Exercise instructions: Reproduce every record below word for word, with no changes.

Supplied entries:
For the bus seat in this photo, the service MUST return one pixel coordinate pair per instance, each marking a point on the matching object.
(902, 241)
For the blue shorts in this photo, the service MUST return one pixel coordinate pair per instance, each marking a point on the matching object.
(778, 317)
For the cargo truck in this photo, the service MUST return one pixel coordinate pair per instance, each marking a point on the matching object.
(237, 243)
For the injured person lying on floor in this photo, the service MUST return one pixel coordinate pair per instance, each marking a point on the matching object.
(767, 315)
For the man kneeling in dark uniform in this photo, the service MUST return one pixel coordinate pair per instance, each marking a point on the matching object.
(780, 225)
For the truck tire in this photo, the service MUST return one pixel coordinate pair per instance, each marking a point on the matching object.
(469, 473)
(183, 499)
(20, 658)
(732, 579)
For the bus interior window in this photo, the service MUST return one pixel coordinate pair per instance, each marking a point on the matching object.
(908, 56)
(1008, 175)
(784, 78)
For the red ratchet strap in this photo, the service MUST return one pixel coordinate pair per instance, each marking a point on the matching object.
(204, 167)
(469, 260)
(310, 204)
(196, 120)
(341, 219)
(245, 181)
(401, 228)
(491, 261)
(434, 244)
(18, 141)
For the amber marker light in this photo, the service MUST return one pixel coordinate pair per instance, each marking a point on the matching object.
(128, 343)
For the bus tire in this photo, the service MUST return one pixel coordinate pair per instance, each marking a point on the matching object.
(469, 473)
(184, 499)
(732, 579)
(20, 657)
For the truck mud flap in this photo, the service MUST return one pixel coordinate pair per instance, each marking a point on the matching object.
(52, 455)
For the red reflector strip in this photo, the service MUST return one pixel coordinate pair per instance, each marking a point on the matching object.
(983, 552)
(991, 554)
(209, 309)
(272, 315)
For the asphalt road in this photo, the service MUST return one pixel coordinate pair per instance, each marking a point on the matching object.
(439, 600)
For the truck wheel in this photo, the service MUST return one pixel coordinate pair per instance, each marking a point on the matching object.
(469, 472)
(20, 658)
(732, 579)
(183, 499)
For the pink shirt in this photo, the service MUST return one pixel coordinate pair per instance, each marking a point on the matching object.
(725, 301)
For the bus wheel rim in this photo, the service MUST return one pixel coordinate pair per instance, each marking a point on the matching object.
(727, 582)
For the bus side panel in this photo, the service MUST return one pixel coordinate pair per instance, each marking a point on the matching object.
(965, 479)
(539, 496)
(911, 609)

Response to this task:
For the bus seat in this photo, the service MUST return one pixel coordinate pair per instance, each marking a point on the matching object.
(902, 241)
For the blue shorts in this photo, the service MUST return one pixel coordinate pair per instance, each marking a point on the matching object.
(778, 317)
For the cargo truck in this photo, the service MUST return one pixel coordinate pair per instance, each marking a point on the matching object.
(237, 243)
For the injured person lying on floor in this photo, the service MUST return one pixel coordinate pair per instance, each marking a point on the matching object.
(767, 315)
For the man kneeling in dark uniform in this photo, the service MUST return one pixel coordinate pair per instance, each marking a point on the matching object.
(780, 225)
For the truck tire in this photo, the service MUST return one pixel coordinate pair per instance, each marking a point on the matching object.
(469, 473)
(183, 499)
(20, 658)
(732, 579)
For the bus interior window in this photo, the service MUST return one pixel coordinate pair per instance, each marking a point on the matching object.
(908, 56)
(1008, 175)
(784, 78)
For the red ratchet strap in this photo, the service MUST return one pixel coordinate pair per instance, each marking a point on the matching object.
(204, 167)
(469, 260)
(310, 204)
(196, 120)
(341, 219)
(245, 181)
(401, 228)
(491, 261)
(434, 244)
(18, 141)
For the amber marker light in this photo, the service MUST return one pixel coordinate pair per instance, each marking a point on the matching object.
(128, 343)
For the bus tire in this photo, the service MUST return one pixel coordinate pair per instance, each marking a point on the matching object.
(469, 473)
(184, 499)
(732, 579)
(20, 657)
For the truck mud flap in this photo, the service MUST return one pixel coordinate pair per instance, each marking a point on the matching object.
(52, 455)
For the red reflector strip in this photo, the service MUST return one pixel coordinate pair per instance, each marking a point on the matching object.
(983, 552)
(991, 554)
(209, 309)
(272, 315)
For the asphalt road in this photo, the service MUST return one pixel coordinate pair per instance, each marking a point on the matching object.
(439, 600)
For the truck wheel in this photo, the service MUST return one pixel coordinate pair per instance, each marking a point on the matching object.
(469, 472)
(20, 658)
(732, 579)
(183, 499)
For the pink shirt in this photo, the service MUST return one pixel coordinate pair per instance, each marking a point on the matching object.
(725, 301)
For the bus wheel rim in this photo, the service MUST return one pixel coordinate pair per instance, each marking a point on the matching object.
(727, 582)
For the bus side panel in this photo, the service MUST return one pixel coordinate pair per instance, each marking a point on the matching object.
(965, 479)
(539, 496)
(911, 609)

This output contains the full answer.